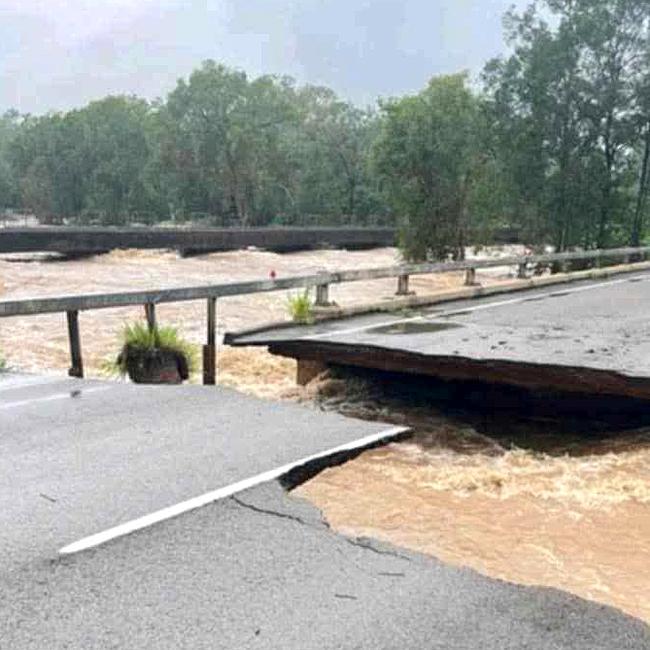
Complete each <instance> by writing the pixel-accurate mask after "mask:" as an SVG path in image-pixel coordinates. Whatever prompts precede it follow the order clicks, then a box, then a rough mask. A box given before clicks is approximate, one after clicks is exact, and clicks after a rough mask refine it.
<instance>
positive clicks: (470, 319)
mask: <svg viewBox="0 0 650 650" xmlns="http://www.w3.org/2000/svg"><path fill="white" fill-rule="evenodd" d="M649 304H650V272H647V271H646V272H638V273H634V274H626V275H621V276H615V277H613V278H610V279H606V280H599V281H582V282H576V283H574V284H570V285H562V286H557V287H545V288H539V289H534V290H526V291H520V292H515V293H508V294H502V295H496V296H491V297H486V298H478V299H472V300H460V301H456V302H453V303H448V304H439V305H437V306H435V307H432V308H423V309H421V310H420V311H418V312H417V313H415V314H406V315H397V314H394V315H391V314H372V315H366V316H359V317H355V318H348V319H345V320H337V321H329V322H324V323H319V324H316V325H313V326H301V327H293V328H284V329H280V328H278V329H271V330H269V331H265V332H260V333H256V334H248V335H247V334H242V335H238V334H237V333H234V334H232V335H228V342H229V343H232V344H235V345H278V344H286V343H290V344H299V345H300V346H301V349H302V350H307V349H309V348H310V346H311V347H312V348H314V349H315V348H316V347H317V346H322V347H323V348H325V347H327V346H330V347H331V348H335V347H346V348H348V349H352V348H356V349H357V350H378V351H380V352H381V351H386V352H399V353H403V354H405V355H411V357H413V358H415V357H419V358H425V357H431V358H433V357H436V358H438V359H442V358H450V359H452V360H456V361H457V362H461V361H463V360H467V361H471V362H478V363H476V364H475V365H474V366H473V367H475V368H480V365H479V364H483V366H484V367H486V366H488V365H490V364H492V365H494V364H501V374H502V375H503V378H504V379H506V380H507V378H508V377H507V375H508V368H510V369H512V371H513V372H512V374H513V376H514V374H515V372H516V370H517V366H528V367H532V368H534V367H538V368H541V367H543V366H550V365H552V366H555V367H558V368H560V369H562V368H563V369H565V373H567V374H568V373H569V372H570V371H571V370H572V369H575V370H577V371H578V372H576V373H574V376H573V377H572V381H573V380H575V381H576V382H579V381H580V379H581V374H582V375H585V372H584V371H586V370H591V371H595V374H594V377H595V379H594V382H593V383H594V384H597V383H598V377H599V376H600V377H605V379H604V380H603V381H605V380H606V379H607V377H606V375H611V377H614V376H616V377H620V378H623V379H624V380H625V379H631V380H632V382H628V384H629V385H630V386H631V385H632V384H633V382H634V380H639V382H638V383H639V386H641V385H645V384H648V381H647V380H649V379H650V320H649V319H648V305H649ZM366 356H368V355H366ZM377 358H378V363H379V364H381V355H380V354H378V355H377ZM580 371H582V373H581V372H580ZM598 373H599V374H598ZM619 383H621V384H624V383H625V382H624V381H623V382H619ZM649 385H650V384H649ZM614 388H615V386H614ZM622 390H623V391H624V390H625V386H623V388H622Z"/></svg>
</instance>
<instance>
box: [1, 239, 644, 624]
mask: <svg viewBox="0 0 650 650" xmlns="http://www.w3.org/2000/svg"><path fill="white" fill-rule="evenodd" d="M396 259H397V253H396V251H395V250H394V249H381V250H374V251H359V252H346V251H312V252H303V253H295V254H291V255H276V254H273V253H263V252H253V251H240V252H232V253H222V254H214V255H205V256H201V257H197V258H190V259H182V258H179V257H178V256H177V255H176V254H174V253H170V252H164V251H144V252H137V251H122V252H119V251H118V252H114V253H110V254H107V255H102V256H97V257H94V258H89V259H82V260H75V261H58V262H52V261H46V260H44V259H42V258H38V257H35V258H34V257H32V258H25V257H24V256H22V257H21V256H4V257H3V258H0V299H2V298H20V297H35V296H46V295H61V294H70V293H81V292H84V293H86V292H99V291H122V290H127V289H137V288H164V287H171V286H187V285H192V284H204V283H208V282H209V283H213V282H214V283H217V282H224V281H234V280H244V279H259V278H262V277H268V275H269V273H270V272H271V271H272V270H273V271H275V272H276V274H277V276H278V277H282V276H283V275H284V276H287V275H296V274H301V273H312V272H314V271H318V270H322V269H342V268H343V269H344V268H361V267H364V266H365V267H372V266H384V265H390V264H392V263H394V262H395V261H396ZM479 280H480V281H483V282H495V281H500V278H498V277H494V276H493V275H491V276H485V275H484V276H481V275H479ZM461 282H462V277H461V276H460V275H459V274H448V275H438V276H432V277H427V278H413V279H412V283H411V286H412V288H413V289H414V290H415V291H417V292H418V293H421V294H423V293H426V292H436V291H440V290H444V289H448V288H451V287H455V286H458V285H459V284H460V283H461ZM394 291H395V286H394V282H392V281H373V282H364V283H355V284H346V285H342V286H336V287H333V288H332V297H333V299H334V300H336V301H337V302H339V303H340V304H342V305H345V304H354V303H359V302H360V301H372V302H375V301H377V299H381V298H387V299H388V298H390V297H391V296H392V295H393V293H394ZM286 300H287V294H286V293H281V294H260V295H256V296H244V297H237V298H232V299H227V300H221V301H219V307H218V318H219V330H220V333H223V331H225V330H227V329H236V328H239V327H243V326H250V325H253V324H258V323H262V322H266V321H269V320H277V319H283V318H286V317H287V308H286ZM141 317H142V314H141V310H138V309H115V310H105V311H96V312H87V313H83V314H82V315H81V332H82V345H83V348H84V360H85V364H86V369H87V371H88V374H89V375H90V376H98V375H99V374H100V372H99V369H100V366H101V362H102V360H103V359H104V358H105V357H107V356H110V355H112V354H115V351H116V347H117V341H116V339H117V335H118V334H119V331H120V329H121V327H122V325H123V323H124V322H126V321H128V320H131V319H133V318H141ZM159 320H160V321H161V322H165V323H170V324H174V325H177V326H179V327H180V329H181V331H182V333H183V334H184V335H185V336H186V337H188V338H189V339H190V340H193V341H195V342H196V343H197V344H200V343H202V341H203V337H204V334H205V332H204V329H205V307H204V305H203V304H202V303H186V304H180V305H163V306H161V307H159ZM0 353H1V354H2V355H4V356H5V357H6V358H7V361H8V362H9V364H10V365H11V366H14V367H18V368H21V369H24V370H29V371H38V372H44V371H45V372H53V373H62V372H64V371H65V370H66V368H67V366H68V363H69V361H68V351H67V336H66V328H65V320H64V317H63V315H52V316H42V317H37V318H29V319H26V318H14V319H4V320H0ZM218 363H219V382H220V383H222V384H225V385H229V386H233V387H235V388H237V389H239V390H242V391H245V392H248V393H252V394H254V395H257V396H259V397H263V398H268V399H278V398H291V399H300V400H303V401H306V402H313V401H315V402H316V403H317V404H318V405H319V406H320V407H322V408H332V409H336V410H339V411H342V412H344V413H348V414H350V415H357V416H360V417H367V418H373V419H382V420H386V421H391V422H397V423H400V424H409V425H410V426H412V427H413V428H414V430H415V431H416V434H415V436H414V437H413V439H411V440H409V441H406V442H402V443H397V444H392V445H389V446H387V447H385V448H381V449H376V450H373V451H369V452H366V453H364V454H362V455H361V456H359V457H358V458H357V459H355V460H353V461H351V462H349V463H347V464H345V465H343V466H341V467H337V468H332V469H328V470H326V471H324V472H323V473H321V474H320V475H319V476H317V477H315V478H314V479H312V480H311V481H309V482H308V483H306V484H304V485H303V486H301V487H300V488H298V489H297V491H296V493H297V494H299V495H300V496H303V497H306V498H308V499H309V500H311V501H312V502H313V503H315V504H316V505H317V506H318V507H319V508H321V509H322V510H323V512H324V515H325V517H326V519H327V520H328V521H329V522H330V524H331V525H332V526H334V527H335V528H337V529H338V530H340V531H342V532H344V533H346V534H350V535H355V536H361V535H365V536H370V537H375V538H380V539H384V540H387V541H390V542H392V543H394V544H398V545H401V546H405V547H409V548H411V549H415V550H419V551H422V552H425V553H429V554H431V555H434V556H436V557H438V558H440V559H441V560H443V561H445V562H449V563H452V564H456V565H459V566H467V567H471V568H474V569H476V570H477V571H480V572H481V573H484V574H486V575H490V576H493V577H497V578H502V579H505V580H509V581H512V582H516V583H522V584H533V585H547V586H551V587H557V588H560V589H564V590H567V591H570V592H572V593H575V594H577V595H579V596H583V597H585V598H589V599H592V600H596V601H600V602H603V603H607V604H611V605H613V606H616V607H618V608H620V609H622V610H624V611H626V612H628V613H630V614H632V615H635V616H637V617H640V618H642V619H644V620H646V621H650V433H648V432H646V431H635V432H627V433H626V432H619V433H618V434H617V435H615V436H610V437H606V438H603V437H589V436H587V437H582V438H581V437H576V436H575V435H573V434H571V435H567V441H570V442H567V444H566V445H564V446H563V445H561V444H560V445H558V444H557V440H558V438H559V439H561V438H562V431H559V432H558V431H557V425H553V426H554V427H555V429H554V431H553V432H552V433H553V435H552V436H551V437H550V438H549V440H551V439H552V440H553V444H550V443H549V442H548V441H547V442H542V443H540V442H539V441H540V436H541V439H542V440H543V439H544V431H542V432H541V433H540V431H539V426H537V428H536V430H535V431H534V432H529V431H527V430H526V426H527V425H525V424H524V425H522V427H523V429H522V430H520V431H518V435H517V436H514V437H513V436H511V435H508V434H509V433H511V431H510V432H505V433H504V432H500V431H499V430H498V425H492V427H491V430H490V431H489V432H488V433H487V434H486V432H485V431H484V430H483V429H482V428H481V427H477V426H475V424H474V423H472V422H468V421H467V420H466V419H462V418H461V419H458V418H457V417H455V416H453V415H449V414H444V413H443V412H441V411H439V410H437V409H436V408H433V407H431V408H429V409H426V408H425V409H424V410H423V409H422V408H421V407H418V408H417V409H414V408H413V407H412V406H411V405H408V404H406V405H405V404H400V403H396V402H393V401H385V400H382V398H381V397H377V396H374V397H373V398H372V399H368V395H366V394H365V393H361V397H359V398H355V397H354V396H351V394H350V393H351V390H350V382H346V381H343V380H341V379H331V378H330V379H322V380H317V381H315V382H313V384H312V385H310V386H308V387H307V389H305V390H301V389H298V388H296V387H295V383H294V379H295V364H294V362H292V361H290V360H287V359H281V358H278V357H273V356H271V355H269V354H268V353H266V352H265V351H263V350H259V349H245V348H244V349H240V348H237V349H230V348H226V349H223V348H220V350H219V361H218ZM352 393H354V390H352ZM504 428H508V429H512V428H513V425H512V424H510V425H508V426H505V427H504ZM529 434H530V435H529Z"/></svg>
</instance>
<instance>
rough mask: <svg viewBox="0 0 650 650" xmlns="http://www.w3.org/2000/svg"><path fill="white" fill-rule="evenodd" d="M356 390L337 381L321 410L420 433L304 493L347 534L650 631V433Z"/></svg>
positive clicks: (372, 456) (356, 461)
mask: <svg viewBox="0 0 650 650" xmlns="http://www.w3.org/2000/svg"><path fill="white" fill-rule="evenodd" d="M337 382H338V383H339V388H340V390H337V388H336V385H337ZM341 382H344V383H347V385H348V389H347V390H345V391H344V390H342V385H341ZM352 385H353V386H355V387H356V390H353V391H352V392H350V390H349V386H350V380H349V379H348V380H342V379H338V380H334V385H333V386H332V384H331V383H330V384H329V385H327V382H325V384H323V389H324V394H323V395H321V396H320V398H319V401H320V402H321V404H322V406H323V407H324V408H327V409H336V410H339V411H341V412H344V413H347V414H350V415H356V416H357V417H366V418H378V419H379V418H381V419H388V420H389V421H394V422H399V423H400V424H408V425H410V426H412V427H413V429H414V432H415V433H414V436H413V438H412V439H411V440H409V441H407V442H401V443H395V444H391V445H388V446H387V447H385V448H381V449H375V450H372V451H369V452H367V453H365V454H363V455H361V456H360V457H359V458H357V459H355V460H353V461H351V462H349V463H347V464H345V465H343V466H340V467H335V468H330V469H327V470H325V471H324V472H322V473H321V474H319V475H318V476H317V477H315V478H314V479H312V480H311V481H309V482H307V483H306V484H304V485H302V486H300V487H299V488H298V489H297V490H296V494H297V495H299V496H302V497H305V498H307V499H309V500H310V501H311V502H312V503H314V504H315V505H316V506H317V507H319V508H320V509H321V510H322V512H323V515H324V517H325V518H326V519H327V521H328V522H329V523H330V525H332V526H333V527H334V528H335V529H337V530H339V531H340V532H342V533H344V534H347V535H353V536H367V537H373V538H377V539H382V540H385V541H389V542H391V543H393V544H396V545H398V546H403V547H407V548H410V549H412V550H417V551H421V552H424V553H428V554H431V555H434V556H436V557H438V558H440V559H441V560H443V561H446V562H449V563H452V564H455V565H458V566H466V567H470V568H473V569H475V570H477V571H479V572H481V573H484V574H486V575H489V576H491V577H496V578H501V579H503V580H508V581H511V582H516V583H521V584H527V585H543V586H548V587H555V588H560V589H564V590H566V591H569V592H571V593H574V594H576V595H578V596H582V597H584V598H588V599H590V600H595V601H598V602H602V603H605V604H609V605H613V606H615V607H618V608H620V609H622V610H623V611H625V612H627V613H629V614H632V615H633V616H637V617H639V618H642V619H644V620H646V621H650V564H649V563H648V558H650V426H648V424H650V423H646V424H645V425H644V426H641V428H639V429H636V430H631V431H630V430H621V429H620V428H618V427H619V426H620V423H615V424H614V425H613V428H609V429H608V428H607V427H606V423H604V422H603V421H602V420H601V421H600V422H598V423H596V422H595V421H594V426H593V428H591V429H590V427H589V424H588V423H587V422H585V421H584V419H583V420H582V422H576V421H572V420H570V419H564V418H563V419H561V420H558V419H556V418H552V417H550V416H549V415H548V414H547V415H545V416H540V417H539V418H534V419H532V420H531V419H529V418H528V417H524V418H521V417H519V415H518V414H517V413H516V412H512V411H511V412H509V413H508V412H502V413H500V414H497V415H496V417H495V413H494V412H493V411H491V410H490V409H489V408H488V409H487V411H485V412H483V413H481V412H477V411H476V410H475V409H474V408H471V409H465V408H463V406H461V407H460V409H459V402H458V401H455V402H454V403H449V402H441V401H438V400H436V398H435V397H434V398H432V400H431V401H429V402H428V403H427V400H426V397H425V395H424V391H423V392H422V393H421V394H420V396H419V397H418V398H416V399H405V398H404V395H405V393H407V392H408V391H406V390H404V389H403V388H401V389H400V390H399V391H398V393H399V394H398V395H395V391H392V390H390V384H387V382H386V379H383V380H380V381H379V382H373V381H362V382H360V381H359V379H358V378H355V379H353V380H352ZM438 388H439V386H438ZM312 390H314V391H316V393H318V389H317V387H316V386H313V387H312ZM547 406H549V408H552V404H548V405H547ZM646 420H647V416H646ZM603 427H605V428H603Z"/></svg>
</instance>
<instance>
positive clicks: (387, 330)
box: [368, 321, 463, 335]
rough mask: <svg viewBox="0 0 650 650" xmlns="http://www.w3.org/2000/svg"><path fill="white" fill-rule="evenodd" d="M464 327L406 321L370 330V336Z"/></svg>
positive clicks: (452, 329) (424, 333)
mask: <svg viewBox="0 0 650 650" xmlns="http://www.w3.org/2000/svg"><path fill="white" fill-rule="evenodd" d="M460 327H463V325H458V324H456V323H432V322H431V321H406V322H404V323H395V324H393V325H382V326H381V327H374V328H372V329H369V330H368V334H398V335H399V334H425V333H428V332H443V331H445V330H453V329H458V328H460Z"/></svg>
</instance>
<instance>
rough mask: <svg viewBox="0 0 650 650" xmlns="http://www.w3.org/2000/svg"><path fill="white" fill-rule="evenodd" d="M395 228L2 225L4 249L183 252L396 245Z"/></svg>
mask: <svg viewBox="0 0 650 650" xmlns="http://www.w3.org/2000/svg"><path fill="white" fill-rule="evenodd" d="M395 243H396V230H395V229H394V228H345V227H339V228H210V229H207V228H206V229H194V228H193V229H184V228H104V227H101V228H98V227H86V228H78V227H68V226H45V227H34V228H0V253H35V252H46V253H61V254H64V255H92V254H98V253H105V252H108V251H111V250H115V249H127V248H138V249H163V248H164V249H173V250H178V251H179V252H180V253H181V254H183V255H196V254H201V253H209V252H216V251H229V250H240V249H242V248H247V247H249V246H253V247H256V248H262V249H264V250H270V251H278V252H282V251H295V250H305V249H310V248H319V247H335V248H352V249H363V248H379V247H383V246H394V245H395Z"/></svg>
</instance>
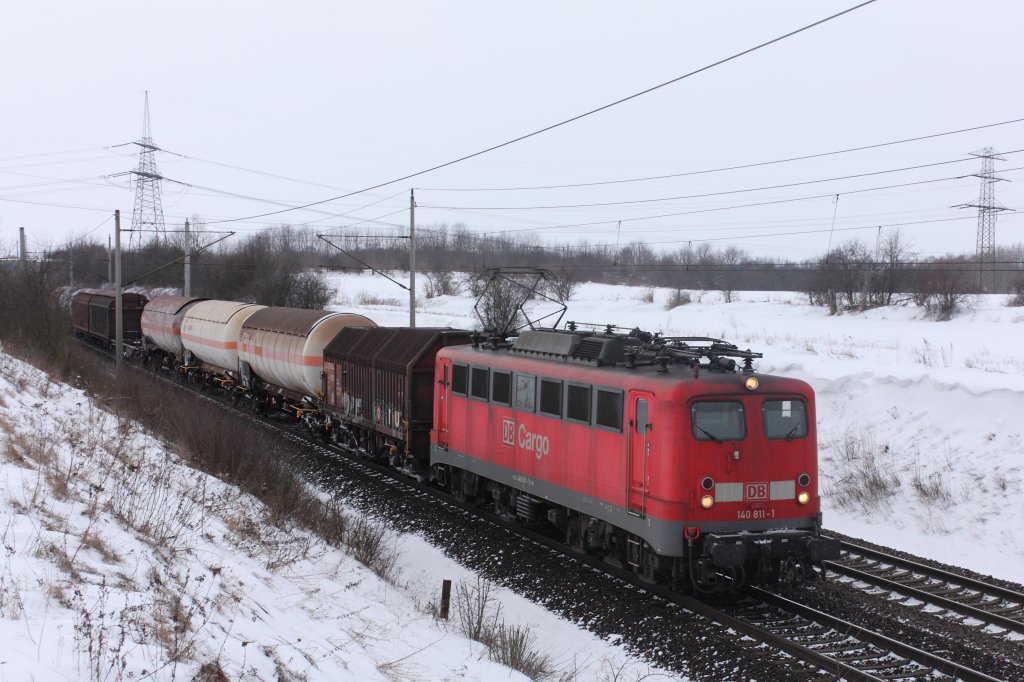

▸ **Assignment**: Please edit the data from its start up to and including the line with "positive clicks: (470, 319)" by replacing "rough mask" with "coarse mask", changing nothing else. Give only those lines, and leave the pictures out.

▸ **Exercise response**:
Complete each <instance> by writing the pixel-accurate mask after "mask:" as an SVG path in image-pixel coordinates. Whatever prompts precede it follow the order clicks, then a box, then a coarse mask. A box given before clicks is approximate, one after clicks is exact, and clicks after a coarse mask refine it.
<instance>
positive clicks: (470, 319)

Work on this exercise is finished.